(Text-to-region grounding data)
|---|
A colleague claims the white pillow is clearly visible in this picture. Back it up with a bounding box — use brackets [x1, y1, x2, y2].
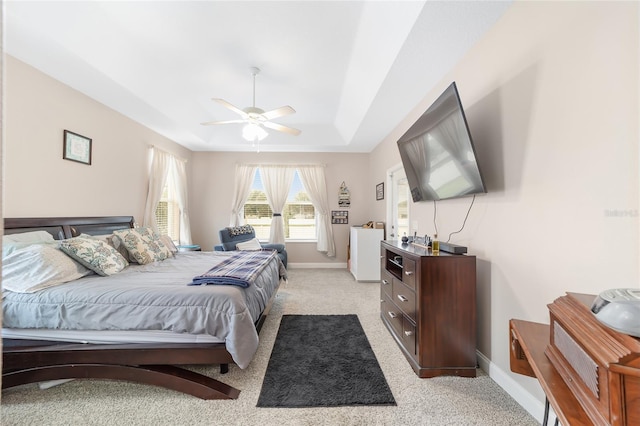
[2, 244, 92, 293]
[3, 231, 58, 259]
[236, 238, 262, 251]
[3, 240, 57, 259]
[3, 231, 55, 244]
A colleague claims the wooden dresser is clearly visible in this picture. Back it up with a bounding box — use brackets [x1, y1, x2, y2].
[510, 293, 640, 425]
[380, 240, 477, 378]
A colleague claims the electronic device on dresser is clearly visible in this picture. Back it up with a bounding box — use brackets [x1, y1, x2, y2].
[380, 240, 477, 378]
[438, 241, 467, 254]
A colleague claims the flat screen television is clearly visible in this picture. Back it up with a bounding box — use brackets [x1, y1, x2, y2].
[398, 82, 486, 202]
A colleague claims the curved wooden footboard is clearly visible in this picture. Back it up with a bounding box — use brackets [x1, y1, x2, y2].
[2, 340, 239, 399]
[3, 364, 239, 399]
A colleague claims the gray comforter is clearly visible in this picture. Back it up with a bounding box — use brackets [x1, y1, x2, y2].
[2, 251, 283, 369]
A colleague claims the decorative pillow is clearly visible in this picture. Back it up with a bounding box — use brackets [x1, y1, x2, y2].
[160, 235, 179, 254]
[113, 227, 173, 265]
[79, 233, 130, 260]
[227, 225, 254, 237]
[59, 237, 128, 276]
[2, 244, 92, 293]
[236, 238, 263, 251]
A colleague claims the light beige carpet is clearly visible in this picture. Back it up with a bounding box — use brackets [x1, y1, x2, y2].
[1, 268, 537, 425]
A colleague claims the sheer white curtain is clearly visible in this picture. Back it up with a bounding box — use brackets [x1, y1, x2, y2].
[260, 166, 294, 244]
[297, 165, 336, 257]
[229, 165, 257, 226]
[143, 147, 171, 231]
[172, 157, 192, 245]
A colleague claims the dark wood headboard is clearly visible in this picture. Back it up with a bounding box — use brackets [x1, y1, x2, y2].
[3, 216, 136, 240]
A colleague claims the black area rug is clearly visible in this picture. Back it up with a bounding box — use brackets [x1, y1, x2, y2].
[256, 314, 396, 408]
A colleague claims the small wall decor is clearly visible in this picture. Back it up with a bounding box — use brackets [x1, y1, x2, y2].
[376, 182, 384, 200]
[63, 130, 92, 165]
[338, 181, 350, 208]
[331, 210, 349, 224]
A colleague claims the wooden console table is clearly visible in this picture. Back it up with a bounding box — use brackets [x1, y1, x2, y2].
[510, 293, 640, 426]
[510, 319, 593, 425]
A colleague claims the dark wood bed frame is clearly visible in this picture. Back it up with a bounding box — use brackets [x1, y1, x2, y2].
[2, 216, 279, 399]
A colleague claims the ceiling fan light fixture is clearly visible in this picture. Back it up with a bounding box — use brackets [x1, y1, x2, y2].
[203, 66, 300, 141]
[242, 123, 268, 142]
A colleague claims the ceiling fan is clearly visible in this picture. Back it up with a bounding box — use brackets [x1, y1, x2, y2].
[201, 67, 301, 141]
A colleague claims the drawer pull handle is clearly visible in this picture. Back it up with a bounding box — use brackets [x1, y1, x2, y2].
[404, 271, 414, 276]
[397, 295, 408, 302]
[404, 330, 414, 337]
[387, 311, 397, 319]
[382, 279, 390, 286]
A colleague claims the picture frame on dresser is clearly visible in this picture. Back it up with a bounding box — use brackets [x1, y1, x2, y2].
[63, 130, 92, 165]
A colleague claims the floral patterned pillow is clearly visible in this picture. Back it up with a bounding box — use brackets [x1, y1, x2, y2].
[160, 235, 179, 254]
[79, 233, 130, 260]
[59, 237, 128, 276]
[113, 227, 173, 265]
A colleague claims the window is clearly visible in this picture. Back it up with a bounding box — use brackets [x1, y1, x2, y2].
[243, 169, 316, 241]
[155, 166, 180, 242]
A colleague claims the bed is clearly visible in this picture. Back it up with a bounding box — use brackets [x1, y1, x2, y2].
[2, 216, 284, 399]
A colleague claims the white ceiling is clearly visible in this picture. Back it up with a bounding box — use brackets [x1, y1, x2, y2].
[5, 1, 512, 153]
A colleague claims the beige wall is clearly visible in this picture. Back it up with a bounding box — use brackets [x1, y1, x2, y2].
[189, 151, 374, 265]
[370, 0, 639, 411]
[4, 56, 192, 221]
|---|
### Directions for this task
Transcribe the records above exactly, skipping pictures.

### Task result
A colleague claims the white pillow is clearly visible in this picture. Back it up with a bounding box — use brackets [x1, y1, x2, y2].
[2, 244, 92, 293]
[3, 231, 58, 259]
[236, 238, 262, 251]
[3, 240, 57, 259]
[3, 231, 55, 244]
A colleague claims the wooden dresser is clearly visible in this picture. Back it up with a bounding box — use brackets [x1, y1, x2, y2].
[510, 293, 640, 425]
[380, 240, 477, 378]
A colleague claims the electronic device on dresser is clearly visible in this picture. Back it up with a bounding box — use brackets [x1, y1, x2, y2].
[380, 240, 477, 378]
[438, 241, 467, 254]
A colleague claims the flat screen television is clearly visible in this picture. Back it up with a bounding box — use brackets [x1, y1, x2, y2].
[398, 82, 486, 202]
A colleague claims the curved wooden footboard is clearly visible in this picture. Back it up with a bounding box — use brackets [x1, y1, x2, y2].
[2, 340, 239, 399]
[3, 364, 239, 399]
A colleague claims the gray comforter is clearly visible in this picture. Back it up with a bounding box — use brackets [x1, y1, x2, y2].
[2, 251, 283, 369]
A colleague claims the decorative pillow is clearly visible in this picture. Back it up with a bounding box — use brackets [x1, y1, x2, y2].
[160, 235, 179, 254]
[113, 227, 173, 265]
[79, 233, 130, 260]
[227, 225, 254, 237]
[59, 237, 128, 276]
[2, 244, 92, 293]
[236, 238, 263, 251]
A colleague claims the light beige carpet is clearly visible in this picture. Back it up with a bounding box — use brackets [x1, y1, x2, y2].
[1, 268, 537, 425]
A colleague claims the sheer white curtain is clearly visible in this picture. Back it up with a bounding box — use brackets [x1, y1, x2, y2].
[260, 166, 294, 244]
[297, 165, 336, 257]
[229, 165, 257, 226]
[143, 147, 171, 231]
[172, 157, 192, 245]
A colleague claims the dark wood headboard is clearly visible in this picture. Back it up with a bounding box — use brackets [x1, y1, x2, y2].
[3, 216, 136, 240]
A colleague claims the black area rug is clearly visible in this picture. Back it up with a bounding box — use brackets [x1, y1, x2, y2].
[256, 314, 396, 408]
A colleague claims the small wall decor is clearly visible in this picture. Back it up with a bounding box — use brackets [x1, y1, x2, y2].
[376, 182, 384, 200]
[63, 130, 92, 165]
[338, 181, 350, 208]
[331, 210, 349, 224]
A colleague claims the wooden console table is clearly visible in this picture. Back it up with a bounding box — use brackets [x1, y1, x2, y2].
[510, 293, 640, 426]
[510, 319, 593, 425]
A colleague claims the dark wood bed frame is clearly visible in this picture. Back it up with a bounding box — use brackets [x1, y1, x2, y2].
[2, 216, 279, 399]
A colleague claims the ceiling fan light fixture is clearly visible in this picture. Back it up with a bounding box — use brackets [x1, y1, x2, y2].
[203, 66, 300, 141]
[242, 123, 268, 142]
A colleague claims the ceiling fan is clearly visible in this picture. Back it up with a bounding box — use brackets [x1, y1, x2, y2].
[201, 67, 301, 141]
A colleague claims the drawer pull handle is clearly visible in this picture. Back it up with a bounding box — use brackets [x1, y1, x2, y2].
[404, 271, 414, 276]
[397, 295, 408, 302]
[404, 330, 414, 337]
[387, 311, 397, 319]
[382, 279, 390, 286]
A colleague claims the picture frame on dresser is clearly visible in this picture. Back it up with a bounding box — use brackets [x1, y1, x2, y2].
[63, 130, 92, 165]
A colleague claims the floral patterned pillow is clearly visible in this picture. Back it up with a bounding box — use brackets [x1, y1, x2, y2].
[160, 235, 179, 254]
[79, 233, 130, 260]
[59, 237, 128, 276]
[113, 227, 173, 265]
A colleague claims the window is clearly visible in this picture. Back it up with a bounding box — use brackets [x1, y1, x2, y2].
[243, 169, 316, 241]
[155, 166, 180, 242]
A colleague claims the bed is clearly visible in this picture. Back it up with a bounding box — use brackets [x1, y1, x2, y2].
[2, 216, 284, 399]
A colleague claims the white ceiling is clearly visible in this picture. Back it up with a bounding box — use brackets [x1, y1, x2, y2].
[5, 1, 512, 153]
A colleague claims the beige wall is clearly visible in this picture. Back it up with a bounding box — use brackets [x1, y1, x2, y2].
[189, 151, 374, 265]
[370, 0, 639, 411]
[4, 56, 192, 221]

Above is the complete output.